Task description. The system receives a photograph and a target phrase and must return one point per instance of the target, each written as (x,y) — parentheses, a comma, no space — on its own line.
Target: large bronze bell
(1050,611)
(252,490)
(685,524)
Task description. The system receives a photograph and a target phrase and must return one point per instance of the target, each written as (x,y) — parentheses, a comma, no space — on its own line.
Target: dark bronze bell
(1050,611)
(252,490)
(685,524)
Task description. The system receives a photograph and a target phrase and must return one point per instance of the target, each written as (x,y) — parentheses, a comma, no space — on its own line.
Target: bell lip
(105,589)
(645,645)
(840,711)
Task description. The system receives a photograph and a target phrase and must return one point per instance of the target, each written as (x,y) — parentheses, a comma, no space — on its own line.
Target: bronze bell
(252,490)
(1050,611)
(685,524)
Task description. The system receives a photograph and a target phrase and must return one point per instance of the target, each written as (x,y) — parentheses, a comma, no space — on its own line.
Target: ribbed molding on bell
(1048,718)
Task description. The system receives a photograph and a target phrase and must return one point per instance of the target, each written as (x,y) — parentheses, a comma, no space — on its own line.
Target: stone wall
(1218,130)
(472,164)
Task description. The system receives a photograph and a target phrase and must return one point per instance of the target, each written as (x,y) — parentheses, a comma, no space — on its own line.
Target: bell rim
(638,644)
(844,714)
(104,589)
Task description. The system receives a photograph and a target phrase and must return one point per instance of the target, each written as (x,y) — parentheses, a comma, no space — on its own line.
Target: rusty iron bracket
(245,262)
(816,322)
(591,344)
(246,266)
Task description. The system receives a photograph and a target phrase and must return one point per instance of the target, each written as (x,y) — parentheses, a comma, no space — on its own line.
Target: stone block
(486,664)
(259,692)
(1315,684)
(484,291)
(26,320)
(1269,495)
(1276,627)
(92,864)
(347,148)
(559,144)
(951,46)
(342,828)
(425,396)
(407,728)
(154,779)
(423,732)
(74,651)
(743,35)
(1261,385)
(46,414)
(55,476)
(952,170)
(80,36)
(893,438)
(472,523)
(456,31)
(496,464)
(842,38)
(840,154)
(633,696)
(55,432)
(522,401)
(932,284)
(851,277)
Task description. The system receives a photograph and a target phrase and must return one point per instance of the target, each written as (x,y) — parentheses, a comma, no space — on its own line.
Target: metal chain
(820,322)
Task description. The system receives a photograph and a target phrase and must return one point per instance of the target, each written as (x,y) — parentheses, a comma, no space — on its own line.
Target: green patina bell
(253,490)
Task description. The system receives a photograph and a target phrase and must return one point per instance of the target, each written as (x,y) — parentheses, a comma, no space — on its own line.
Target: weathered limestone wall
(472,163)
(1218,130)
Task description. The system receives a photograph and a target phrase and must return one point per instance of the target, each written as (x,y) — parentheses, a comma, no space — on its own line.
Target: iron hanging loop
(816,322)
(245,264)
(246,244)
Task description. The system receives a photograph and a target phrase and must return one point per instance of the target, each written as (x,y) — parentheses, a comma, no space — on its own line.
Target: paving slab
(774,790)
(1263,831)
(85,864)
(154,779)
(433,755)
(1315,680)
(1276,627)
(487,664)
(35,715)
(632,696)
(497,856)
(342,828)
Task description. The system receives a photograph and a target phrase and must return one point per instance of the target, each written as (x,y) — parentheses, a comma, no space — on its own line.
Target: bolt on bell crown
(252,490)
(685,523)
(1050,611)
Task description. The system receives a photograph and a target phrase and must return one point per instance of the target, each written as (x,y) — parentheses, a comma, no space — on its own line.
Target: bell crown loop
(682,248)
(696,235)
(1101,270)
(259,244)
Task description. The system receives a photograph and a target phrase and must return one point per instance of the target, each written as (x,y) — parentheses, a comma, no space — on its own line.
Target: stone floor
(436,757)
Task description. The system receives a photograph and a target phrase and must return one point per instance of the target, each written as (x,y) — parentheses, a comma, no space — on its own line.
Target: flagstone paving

★ ★ ★ ★ ★

**Requirement:**
Output an exact copy of each record.

**Answer to this problem:**
Task description. The system receives a photograph and a target phrase and must return one point per instance of the target, each written as (x,y) — parentheses, a comma, no space — on its own line.
Target: large bronze bell
(1050,611)
(252,490)
(685,524)
Task description. The system receives a photograph and a target phrase and must return one point per instance of the target, each written as (x,y) — parentheses, a comma, no space — on its own line.
Target: dark bronze bell
(1050,611)
(252,490)
(685,524)
Task description. The system receives a photograph and a target phrase and must return one point per instance of the target, each written as (x,y) — parentheses, a comma, no space — on its own line.
Target: bell lip
(105,589)
(645,645)
(840,711)
Task description. The system receives a photograph and a target phrase and must return one point per instance of the target, each written as (x,y) — parentheses, a comma, no space — on its own line.
Target: bronze bell
(252,490)
(1050,611)
(685,524)
Task description. The system receives a photograph and a target phrase and must return one point per instance of the target, each written as (x,y) — parentheses, a comma, no space — on its own line.
Target: ribbed molding on bell
(1048,718)
Task description. The system receives a photograph and a target phrase and must return one point per instance of the target, each written as (x,y) — parentheses, a comma, no space — on its own line.
Target: stone wall
(1218,130)
(472,164)
Task description. The system receives a photograph and a target phrase and must return one point per instance of the target, each written as (x,y) — parentheses, a comma, no space — on its own line.
Target: bell rim
(638,644)
(844,714)
(104,589)
Task description. The system receives a photograph and a target phrase and must return one point per instance of the target, each written as (x,y) — parentheses, a comma, no space — on its own line.
Target: rusty iron bracket
(245,262)
(816,322)
(591,344)
(246,266)
Task description. The system receives a photograph and a target phrase and must return one point per instance of the target, each written as (x,y) — parentheses, a comma, no space — on its own line.
Target: stone block
(486,664)
(259,692)
(1315,684)
(484,291)
(26,320)
(1269,495)
(1276,627)
(92,864)
(347,148)
(559,144)
(951,46)
(342,828)
(425,396)
(407,728)
(154,779)
(423,732)
(74,651)
(743,35)
(1261,385)
(46,414)
(55,476)
(952,170)
(80,36)
(893,438)
(472,523)
(456,31)
(496,464)
(842,38)
(840,154)
(633,696)
(55,432)
(522,401)
(932,284)
(851,277)
Task description. The system receives a photograph and a target phrase and must return one point per instance of the target, each written as (x,y) — parentheses, a comma, no space — on its own line.
Target: metal chain
(820,322)
Task description. The system receives a photograph and a target phrase and must return one point per instance of the target, each written as (x,y) — parentheses, a comma, no space — on its own line.
Target: green patina bell
(253,490)
Task description. The system receives a photograph and a target phrase and must return one point per instance of the target, each written as (x,y) — parentheses, a comma, no space — on its own line.
Target: weathered limestone wall
(472,163)
(1218,130)
Task description. The system receives a photograph and a target phrase and must return one point per instance of the target, each written as (x,y) — parentheses, a comma, no space — on its own line.
Target: iron hanging loop
(816,322)
(245,264)
(246,244)
Task description. The system receives a photograph and a target phrase and must return one point per instance of the target, each written as (x,y) — parentheses, a comma, no space — on its own line.
Target: paving slab
(774,790)
(1263,831)
(85,864)
(154,779)
(433,755)
(1315,680)
(1276,627)
(487,664)
(35,715)
(632,696)
(497,856)
(342,828)
Task description. The system receives a photograph and a target phrase and must return one point per instance of the target, each written as (x,y) — parentheses, a comma, no space — on its own line.
Target: bolt on bell crown
(252,490)
(685,523)
(1050,611)
Task description. The system receives a photograph and a target phrase and must return one point per instance of the target, each written as (x,y) — parentheses, a comma, no space — on its own line.
Target: bell crown loop
(682,248)
(696,235)
(1101,270)
(259,244)
Task description. The system receives a photograph and a target phrase and must return one point per instance of the target, each written as (x,y) — parentheses, a comma, no space — on its own line.
Target: stone floor
(436,757)
Task description. The system receives a photograph and a target phrase and must return one point per instance of the target, each written as (x,y) — parentheses, a comma, no space — on its own line.
Target: flagstone paving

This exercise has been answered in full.